- Problem requirements: Set down the data again word for word. Skip any pictures.

────────────────────────────────────────

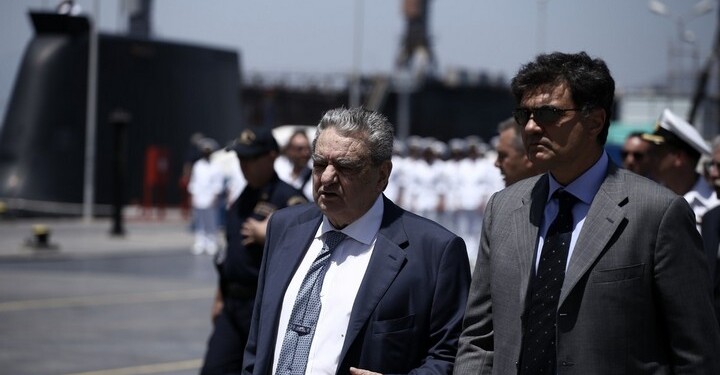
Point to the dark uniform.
(238, 266)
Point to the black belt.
(237, 290)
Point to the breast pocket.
(393, 325)
(618, 274)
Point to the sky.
(323, 36)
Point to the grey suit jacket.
(636, 297)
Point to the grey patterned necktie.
(301, 327)
(538, 355)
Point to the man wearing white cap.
(676, 152)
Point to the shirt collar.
(363, 229)
(587, 185)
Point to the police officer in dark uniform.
(239, 264)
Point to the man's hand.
(253, 231)
(357, 371)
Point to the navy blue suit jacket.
(408, 312)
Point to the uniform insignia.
(247, 137)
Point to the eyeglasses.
(636, 155)
(543, 116)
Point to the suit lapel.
(287, 257)
(601, 223)
(386, 262)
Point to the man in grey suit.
(632, 294)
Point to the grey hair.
(510, 123)
(350, 121)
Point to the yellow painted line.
(158, 368)
(107, 299)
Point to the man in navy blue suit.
(394, 292)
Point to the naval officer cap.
(671, 129)
(253, 143)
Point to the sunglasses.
(636, 155)
(543, 116)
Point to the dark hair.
(589, 80)
(372, 127)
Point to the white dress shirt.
(348, 264)
(701, 198)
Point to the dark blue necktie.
(538, 354)
(303, 319)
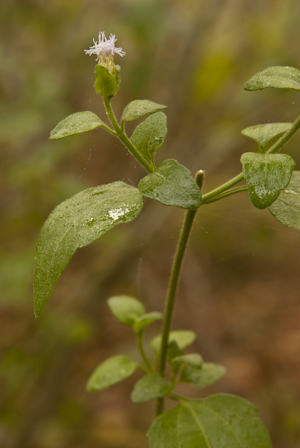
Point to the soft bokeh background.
(240, 285)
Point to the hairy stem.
(123, 137)
(223, 187)
(227, 193)
(181, 247)
(141, 348)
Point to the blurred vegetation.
(240, 285)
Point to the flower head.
(105, 50)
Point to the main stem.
(181, 247)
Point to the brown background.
(240, 284)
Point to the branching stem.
(227, 193)
(181, 247)
(275, 148)
(123, 137)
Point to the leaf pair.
(218, 421)
(130, 311)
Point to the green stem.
(223, 187)
(141, 348)
(181, 247)
(108, 129)
(227, 193)
(274, 148)
(123, 137)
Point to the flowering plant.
(220, 420)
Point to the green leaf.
(126, 309)
(150, 387)
(144, 321)
(75, 223)
(209, 374)
(219, 421)
(172, 184)
(266, 175)
(193, 360)
(286, 209)
(76, 124)
(106, 84)
(263, 133)
(276, 77)
(181, 337)
(139, 108)
(148, 137)
(110, 372)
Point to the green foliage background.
(240, 285)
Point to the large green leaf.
(263, 133)
(75, 223)
(209, 374)
(126, 309)
(219, 421)
(76, 124)
(286, 209)
(182, 338)
(277, 77)
(267, 175)
(149, 136)
(110, 372)
(139, 108)
(172, 184)
(150, 387)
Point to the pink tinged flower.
(105, 49)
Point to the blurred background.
(240, 285)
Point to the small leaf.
(219, 421)
(139, 108)
(266, 175)
(286, 209)
(148, 137)
(75, 223)
(263, 133)
(172, 184)
(193, 360)
(106, 84)
(181, 337)
(110, 372)
(150, 387)
(144, 321)
(76, 124)
(126, 309)
(276, 77)
(209, 374)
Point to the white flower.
(105, 49)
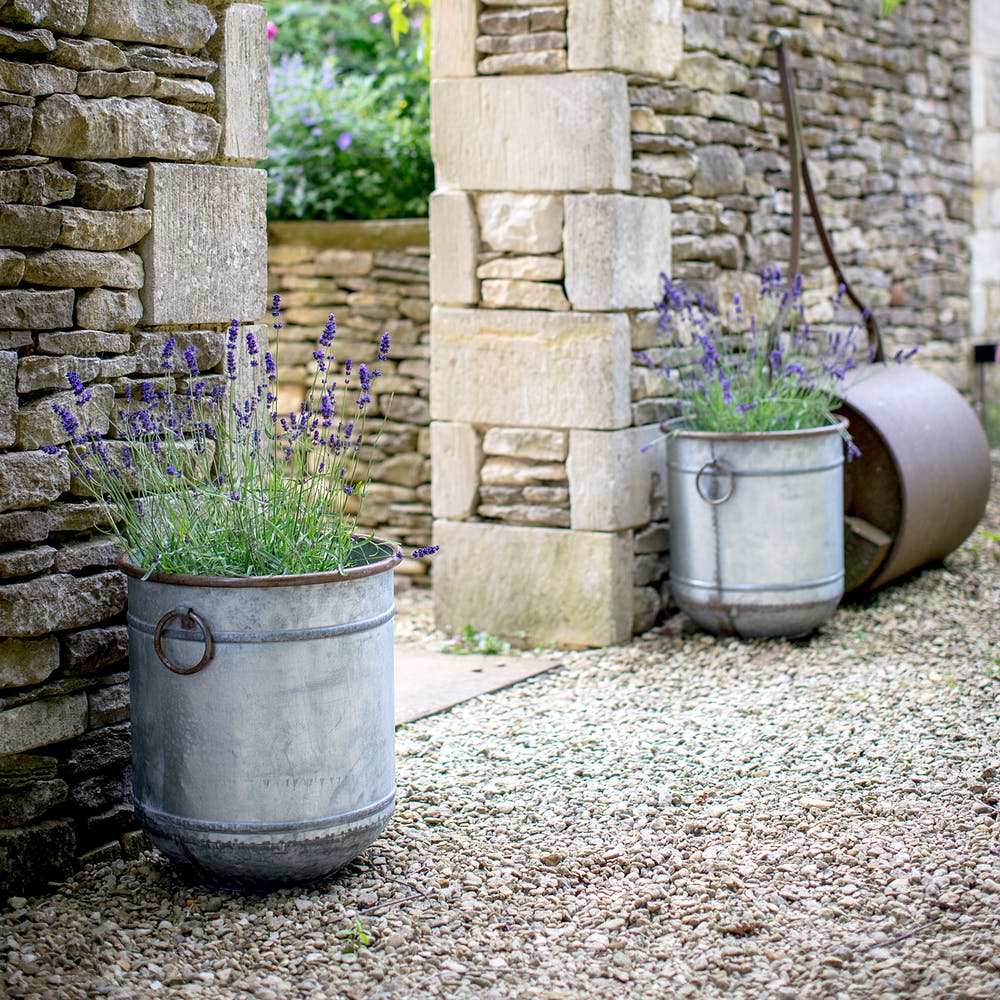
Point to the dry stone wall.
(129, 213)
(373, 277)
(583, 147)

────────────────────────────────────────

- Output for this exercise:
Point to the dark uniform.
(238, 266)
Point to the black belt.
(237, 290)
Point to the breast pocket.
(393, 325)
(618, 274)
Point to the sky.
(323, 36)
Point to the grey suit jacket.
(636, 297)
Point to the grey patterned necktie.
(301, 327)
(538, 355)
Point to the man wearing white cap.
(676, 152)
Point to the shirt collar.
(363, 229)
(587, 185)
Point to the police officer in dark uniform.
(239, 264)
Point to the man's hand.
(253, 231)
(357, 371)
Point to the navy blue suit jacket.
(408, 312)
Point to the uniform insignia.
(247, 137)
Point to the eyeglasses.
(636, 155)
(543, 116)
Point to the suit lapel.
(287, 257)
(601, 223)
(386, 262)
Point to the man in grey suit.
(632, 294)
Point to the grey hair.
(510, 123)
(350, 121)
Point to the yellow painted line.
(158, 368)
(107, 299)
Point to the man in navy blue suit.
(394, 292)
Point to the naval officer cap.
(671, 129)
(253, 143)
Point to the sunglasses.
(636, 155)
(543, 116)
Point to the dark hair.
(589, 80)
(372, 127)
Point to the white dress shirt.
(348, 264)
(701, 198)
Point to the dark blue necktie.
(538, 354)
(303, 319)
Point to the soft bokeh background.
(240, 285)
Point to the hairy stem.
(123, 137)
(223, 187)
(227, 193)
(181, 247)
(141, 348)
Point to the blurred vegetation.
(240, 285)
Point to the flower head.
(105, 50)
Point to the main stem.
(181, 247)
Point to the brown background.
(240, 284)
Point to the branching stem.
(227, 193)
(181, 247)
(275, 148)
(123, 137)
Point to the leaf pair.
(218, 421)
(130, 311)
Point to the green stem.
(223, 187)
(141, 348)
(181, 247)
(108, 129)
(227, 193)
(274, 148)
(123, 137)
Point to the flowering plant.
(220, 420)
Point to the green leaf.
(126, 309)
(150, 387)
(144, 321)
(75, 223)
(209, 374)
(219, 421)
(172, 184)
(266, 175)
(193, 360)
(286, 209)
(76, 124)
(106, 84)
(263, 133)
(276, 77)
(181, 337)
(139, 108)
(148, 137)
(110, 372)
Point to the green foliage background.
(240, 285)
Point to the large green leaf.
(263, 133)
(75, 223)
(209, 374)
(126, 309)
(219, 421)
(76, 124)
(286, 209)
(182, 338)
(277, 77)
(267, 175)
(149, 136)
(110, 372)
(139, 108)
(172, 184)
(150, 387)
Point to the pink tinged flower.
(105, 49)
Point to the blurred background.
(240, 285)
Point to the small leaf.
(219, 421)
(139, 108)
(266, 175)
(286, 209)
(148, 137)
(75, 223)
(263, 133)
(172, 184)
(193, 360)
(106, 84)
(181, 337)
(110, 372)
(150, 387)
(144, 321)
(76, 124)
(126, 309)
(276, 77)
(209, 374)
Point to the white flower.
(105, 49)
Point to the dry stone wall.
(129, 213)
(373, 277)
(583, 147)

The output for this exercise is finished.